Challenge A: Which ways of sneaking drugs into prison does the prison-smuggling article describe? List every one.
Challenge B: Print the prison-smuggling article word for word from "If there wasn’t" to "a sub-basement somewhere.".
Challenge C: Carry on the prison-smuggling article from the point where it stops.

------ Reading text ------

BUSTED: Prison Pigeons in Peru

If there wasn’t a file on me in Washington yesterday, there’s one now. That’s because I Googled “How to Smuggle Drugs into Prison” as background research for my article on the State of Cannabis News Hour today. And that’s sure to raise a flag in a sub-basement somewhere.

Shady Pigeon Looking Shady

Don’t worry, Dear Readers, I won’t rat you out as accomplices in this dastardly scheme to make a news story interesting. I ain't no stool pigeon.


THE SCOOP

In 2019, a Cincinnati couple were arrested for trying to smuggle heroin into a prison. “Deputies became suspicious after noticing a stain on a square of their Bible, which later proved to be heroin – enough to be broken up into 30 or 40 hits and distributed among the inmate population.”


This is just one way that people have gotten busted trying to smuggle drugs into prisons in recent years, a subject on which I’m now a Google expert. Others include:

  • 20 grams of pot inside a baby’s balloon

  • Drugs blended into paint and applied to a coloring book marked “To Daddy”

------ Collected data ------

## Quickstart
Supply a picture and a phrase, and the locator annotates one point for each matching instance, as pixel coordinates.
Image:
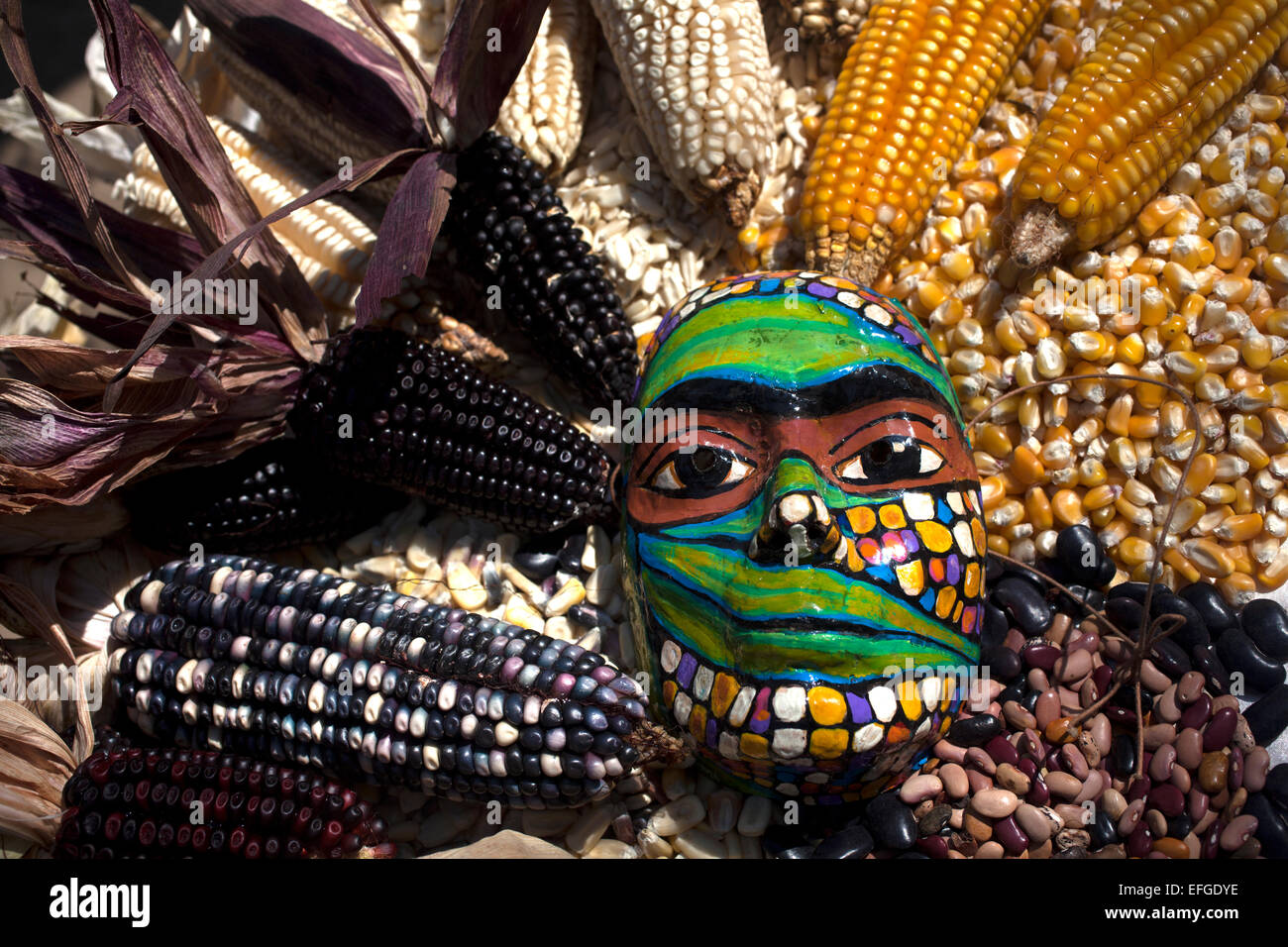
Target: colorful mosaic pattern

------

Task result A:
- Heroin on a square of a Bible
- 20 grams of pot inside a baby's balloon
- Drugs blended into paint and applied to a coloring book marked "To Daddy"

Task result B:
If there wasn’t a file on me in Washington yesterday, there’s one now. That’s because I Googled “How to Smuggle Drugs into Prison” as background research for my article on the State of Cannabis News Hour today. And that’s sure to raise a flag in a sub-basement somewhere.

Task result C:
  • Drugs put inside dead birds and thrown over prison walls. Tennis balls are also used, though there’s not so many tennis courts on prison grounds. Maybe that works in white collar prisons like Trumpers are going to

  • Underneath stamps on letters

  • Methadone-soaked underwear

  • ... and the usual smuggling cavities you can imagine. This category is called “Hidden internally.”

THE DEEPER DIVE

But… in Peru, the national police have announced that a pigeon has been captured trying to smuggle cannabis into Huancayo Penitentiary.


Of course, the only way to announce such bird shenanigans is using Twitter so you can TWEET about it (I’ll be here all week...) In said tweet, the Peruvian National Police reported officers found the bird, which had a “circular package containing marijuana tied around its neck,” near the prison’s main door. “… Perhaps parched, the cannabis-carrying bird was spotted this week when it touched down … near the administrative building to drink some water from a puddle...”


Clearly an amateur pigeon was used.


“Upon catching the bird, agents saw that the delivery package was made of a light blue fabric that had been wrapped in duct tape... To the surprise of all involved, the package held “dry green seeds, stems and leaves with a characteristic marijuana smell”.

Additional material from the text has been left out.